**Directive:**
Copy every item below line for line, changing nothing.

□ □ □ □ □

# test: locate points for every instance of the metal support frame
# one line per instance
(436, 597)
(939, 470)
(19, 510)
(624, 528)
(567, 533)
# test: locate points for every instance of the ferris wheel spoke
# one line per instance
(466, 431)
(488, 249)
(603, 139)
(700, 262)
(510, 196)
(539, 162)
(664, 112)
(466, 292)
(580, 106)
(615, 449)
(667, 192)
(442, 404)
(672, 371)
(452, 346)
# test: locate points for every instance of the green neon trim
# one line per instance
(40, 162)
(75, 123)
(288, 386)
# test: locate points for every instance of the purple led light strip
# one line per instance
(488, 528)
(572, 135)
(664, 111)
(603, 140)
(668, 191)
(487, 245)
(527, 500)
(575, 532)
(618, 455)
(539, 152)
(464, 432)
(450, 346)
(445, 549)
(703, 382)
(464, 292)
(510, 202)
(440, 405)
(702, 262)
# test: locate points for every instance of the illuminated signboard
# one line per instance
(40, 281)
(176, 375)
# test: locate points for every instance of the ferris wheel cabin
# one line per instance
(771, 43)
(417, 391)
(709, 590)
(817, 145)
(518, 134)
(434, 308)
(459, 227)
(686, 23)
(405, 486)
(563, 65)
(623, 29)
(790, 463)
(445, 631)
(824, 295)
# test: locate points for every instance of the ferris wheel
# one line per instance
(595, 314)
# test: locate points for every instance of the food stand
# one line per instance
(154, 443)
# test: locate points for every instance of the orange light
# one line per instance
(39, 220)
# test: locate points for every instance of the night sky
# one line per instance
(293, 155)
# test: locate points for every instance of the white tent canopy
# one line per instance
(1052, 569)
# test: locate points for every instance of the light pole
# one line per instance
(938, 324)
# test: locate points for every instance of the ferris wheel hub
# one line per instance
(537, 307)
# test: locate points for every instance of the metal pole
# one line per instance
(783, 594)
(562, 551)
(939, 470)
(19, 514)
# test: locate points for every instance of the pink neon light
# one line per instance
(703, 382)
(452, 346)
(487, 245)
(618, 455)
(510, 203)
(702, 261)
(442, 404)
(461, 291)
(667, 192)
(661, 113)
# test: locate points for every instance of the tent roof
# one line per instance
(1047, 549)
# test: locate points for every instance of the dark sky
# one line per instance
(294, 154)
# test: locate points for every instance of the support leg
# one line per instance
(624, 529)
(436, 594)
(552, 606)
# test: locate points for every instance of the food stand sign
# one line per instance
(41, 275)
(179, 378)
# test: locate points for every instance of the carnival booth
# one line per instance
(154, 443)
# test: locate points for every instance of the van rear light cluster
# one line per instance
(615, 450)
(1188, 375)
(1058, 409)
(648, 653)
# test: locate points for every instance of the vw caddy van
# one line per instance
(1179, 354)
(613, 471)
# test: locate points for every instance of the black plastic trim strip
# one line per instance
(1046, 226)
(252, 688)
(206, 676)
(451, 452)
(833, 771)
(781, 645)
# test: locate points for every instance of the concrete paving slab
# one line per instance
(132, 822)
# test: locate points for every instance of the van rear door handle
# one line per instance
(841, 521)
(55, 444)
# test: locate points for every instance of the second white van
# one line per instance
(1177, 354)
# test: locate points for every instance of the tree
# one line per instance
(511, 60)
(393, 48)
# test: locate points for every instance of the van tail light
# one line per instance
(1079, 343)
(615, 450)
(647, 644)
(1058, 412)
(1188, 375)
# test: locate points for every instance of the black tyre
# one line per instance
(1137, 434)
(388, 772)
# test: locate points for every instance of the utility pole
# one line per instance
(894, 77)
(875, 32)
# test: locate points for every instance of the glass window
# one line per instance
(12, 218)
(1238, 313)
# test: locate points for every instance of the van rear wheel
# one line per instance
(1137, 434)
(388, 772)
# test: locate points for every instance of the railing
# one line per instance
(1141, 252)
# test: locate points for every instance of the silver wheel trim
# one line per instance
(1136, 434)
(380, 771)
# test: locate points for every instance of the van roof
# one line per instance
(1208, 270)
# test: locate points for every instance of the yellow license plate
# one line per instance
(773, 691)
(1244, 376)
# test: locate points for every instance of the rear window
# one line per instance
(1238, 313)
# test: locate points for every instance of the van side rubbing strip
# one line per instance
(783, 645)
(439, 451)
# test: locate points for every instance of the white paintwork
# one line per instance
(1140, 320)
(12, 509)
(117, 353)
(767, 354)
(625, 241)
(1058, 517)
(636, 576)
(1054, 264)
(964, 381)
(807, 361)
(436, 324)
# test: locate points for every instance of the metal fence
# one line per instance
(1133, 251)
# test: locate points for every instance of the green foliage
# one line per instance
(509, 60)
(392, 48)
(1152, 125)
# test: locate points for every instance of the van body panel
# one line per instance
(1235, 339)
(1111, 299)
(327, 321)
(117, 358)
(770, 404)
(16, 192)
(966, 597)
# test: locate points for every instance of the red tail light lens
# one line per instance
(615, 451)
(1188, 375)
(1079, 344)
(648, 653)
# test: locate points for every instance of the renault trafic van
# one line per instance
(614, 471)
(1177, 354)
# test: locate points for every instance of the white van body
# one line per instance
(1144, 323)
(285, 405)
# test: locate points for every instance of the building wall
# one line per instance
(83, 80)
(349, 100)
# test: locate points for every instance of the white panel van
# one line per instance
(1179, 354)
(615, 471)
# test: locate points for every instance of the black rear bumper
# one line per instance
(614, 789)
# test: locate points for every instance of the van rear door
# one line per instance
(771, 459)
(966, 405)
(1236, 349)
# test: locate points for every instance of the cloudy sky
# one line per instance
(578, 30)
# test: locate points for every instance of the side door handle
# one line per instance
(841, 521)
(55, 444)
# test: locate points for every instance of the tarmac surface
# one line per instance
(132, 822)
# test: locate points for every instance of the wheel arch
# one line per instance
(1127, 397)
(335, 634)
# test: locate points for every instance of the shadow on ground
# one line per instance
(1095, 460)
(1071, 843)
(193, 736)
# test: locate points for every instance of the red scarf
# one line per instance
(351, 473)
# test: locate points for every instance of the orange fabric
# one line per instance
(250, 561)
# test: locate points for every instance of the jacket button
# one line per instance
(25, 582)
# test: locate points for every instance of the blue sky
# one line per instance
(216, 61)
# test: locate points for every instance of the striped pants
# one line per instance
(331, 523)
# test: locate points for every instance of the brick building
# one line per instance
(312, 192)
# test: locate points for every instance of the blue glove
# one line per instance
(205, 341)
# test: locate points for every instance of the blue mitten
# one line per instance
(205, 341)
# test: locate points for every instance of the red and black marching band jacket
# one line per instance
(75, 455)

□ □ □ □ □

**Answer:**
# test: locate points for every instance of the metal support frame
# one line per instance
(436, 597)
(939, 470)
(19, 510)
(624, 528)
(567, 533)
# test: locate points for every instance of the ferris wheel spoke
# one line per instance
(466, 431)
(488, 249)
(603, 139)
(700, 262)
(510, 196)
(539, 162)
(664, 112)
(466, 292)
(580, 106)
(615, 449)
(667, 192)
(442, 404)
(672, 371)
(452, 346)
# test: locate points for every instance of the green neon trim
# one line per instance
(40, 162)
(75, 123)
(288, 386)
# test: locate points for every instance of the purple led light strip
# one line per instance
(488, 528)
(572, 135)
(664, 111)
(603, 140)
(668, 191)
(487, 245)
(527, 500)
(575, 532)
(618, 455)
(539, 152)
(464, 432)
(450, 346)
(445, 549)
(703, 382)
(464, 292)
(510, 202)
(440, 405)
(702, 262)
# test: locate points for every instance of the illuminated signboard
# one line per instance
(40, 281)
(176, 375)
# test: locate points for every instance of the ferris wheel cabin
# one line per instance
(771, 43)
(417, 391)
(709, 590)
(817, 145)
(518, 134)
(434, 308)
(459, 227)
(686, 23)
(405, 486)
(563, 65)
(623, 29)
(790, 463)
(445, 631)
(824, 295)
# test: locate points for every instance of the ferris wheel
# one line per instance
(595, 314)
# test: locate points for every instance of the food stand
# one line per instance
(154, 443)
# test: locate points for every instance of the orange light
# one line per instance
(39, 220)
# test: locate points for every instance of the night sky
# one line per instance
(293, 155)
# test: locate points for every instance of the white tent canopy
# one line per instance
(1052, 569)
# test: locate points for every instance of the light pole
# one line per instance
(938, 324)
# test: locate points for every instance of the ferris wheel hub
# one line per instance
(537, 307)
# test: locate points for every instance of the metal pole
# one line per instance
(783, 594)
(562, 551)
(939, 470)
(19, 514)
# test: locate points for every instance of the pink neon light
# one line per instance
(703, 382)
(452, 346)
(487, 245)
(618, 455)
(510, 203)
(702, 261)
(442, 404)
(461, 291)
(667, 192)
(661, 113)
# test: locate points for every instance of the tent roof
# one line per instance
(1047, 549)
# test: locate points for every instance of the dark sky
# one line per instance
(294, 154)
# test: locate points for every instance of the support leg
# one line per instance
(624, 529)
(436, 594)
(552, 606)
# test: locate points for every instance of the food stand sign
# one line per instance
(41, 275)
(179, 378)
# test: locate points for every instance of the carnival booth
# one line per instance
(154, 443)
# test: locate points for every instance of the van rear light cluster
# one line per instance
(615, 450)
(1188, 375)
(1058, 409)
(648, 653)
# test: locate points for every instance of the vw caddy van
# one line per instance
(1179, 354)
(613, 471)
# test: locate points for every instance of the black plastic trim strip
# one line per instance
(1046, 226)
(252, 688)
(206, 676)
(451, 452)
(833, 771)
(781, 645)
# test: locate points for every instance of the concrete paving slab
# one line per instance
(132, 822)
# test: locate points for every instance of the van rear door handle
# one line per instance
(841, 521)
(55, 444)
# test: locate points for every instance of the second white van
# one line per instance
(1177, 354)
# test: locate points for every instance of the tree
# one line per instance
(511, 60)
(393, 48)
# test: locate points for every instance of the van tail light
# one line per instance
(1079, 343)
(615, 450)
(647, 644)
(1058, 412)
(1188, 375)
# test: locate points for every instance of the black tyre
# one line per instance
(1137, 434)
(388, 772)
# test: locate points for every instance of the utility pole
# one line per instance
(894, 77)
(875, 32)
# test: locate points for every instance of the glass window
# one line per instance
(12, 218)
(1238, 313)
# test: locate points for every instance of the van rear wheel
# one line per instance
(1137, 434)
(388, 772)
# test: locate points for every instance of the railing
# one line per instance
(1141, 252)
# test: locate points for every instance of the silver wheel trim
# one line per instance
(1136, 434)
(380, 771)
# test: locate points for every instance of the van roof
# one line per instance
(1208, 270)
# test: locate points for every instance of the yellow license plate
# one line per instance
(773, 691)
(1244, 376)
# test: locate points for every instance of the rear window
# one line per instance
(1238, 313)
# test: locate points for every instance of the van side rubbing strip
# one line per instance
(783, 645)
(439, 451)
# test: locate points for every instance of the white paintwork
# one line per instance
(1140, 320)
(12, 509)
(117, 353)
(767, 354)
(625, 241)
(1058, 517)
(636, 576)
(1054, 264)
(964, 381)
(807, 361)
(436, 324)
# test: locate points for every instance of the metal fence
# one line per instance
(1133, 251)
# test: locate points for every instance of the green foliage
# one line per instance
(509, 60)
(392, 48)
(1152, 125)
# test: locate points for every instance of the van body panel
# one line per instance
(1235, 339)
(1111, 299)
(327, 321)
(117, 358)
(770, 404)
(16, 192)
(966, 597)
# test: locate points for every instance of the red tail light lens
# one line per instance
(615, 451)
(1188, 375)
(1079, 344)
(648, 653)
# test: locate points for every instance of the renault trafic van
# one line per instance
(614, 471)
(1177, 354)
# test: locate points for every instance of the white van body
# one line per instance
(1144, 323)
(285, 405)
# test: locate points for every instance of the building wall
# one line per instance
(83, 80)
(349, 100)
# test: locate points for every instance of the white panel van
# one line per instance
(1179, 354)
(615, 471)
# test: locate points for every instance of the black rear bumper
# one line per instance
(614, 789)
# test: locate points for every instance of the van rear door
# one line per instance
(771, 459)
(966, 405)
(1236, 349)
# test: locate points for every instance of the cloudy sky
# one line per instance
(578, 30)
# test: locate points for every instance of the side door handle
# one line per instance
(841, 521)
(55, 444)
# test: locate points for every instance of the tarmac surface
# one line per instance
(132, 822)
# test: locate points for every instance of the wheel arch
# one line per instance
(1127, 397)
(335, 634)
# test: locate points for every instance of the shadow on ground
# one line per instance
(1095, 460)
(1071, 843)
(193, 736)
# test: locate points for every instance of the red scarf
# one line per instance
(351, 473)
# test: locate points for every instance of the orange fabric
# one line per instance
(250, 561)
# test: locate points for every instance of the jacket button
# one line per instance
(25, 582)
# test: locate points for every instance of the blue sky
# one line per instance
(216, 61)
# test: locate points for every instance of the striped pants
# one line per instance
(331, 523)
# test: locate points for every instance of the brick building
# one line per instance
(312, 192)
# test: locate points for every instance of the blue glove
# one line per instance
(205, 341)
# test: locate points for every instance of the blue mitten
# one line per instance
(205, 341)
# test: locate points for every instance of the red and black marching band jacket
# one line per instance
(75, 455)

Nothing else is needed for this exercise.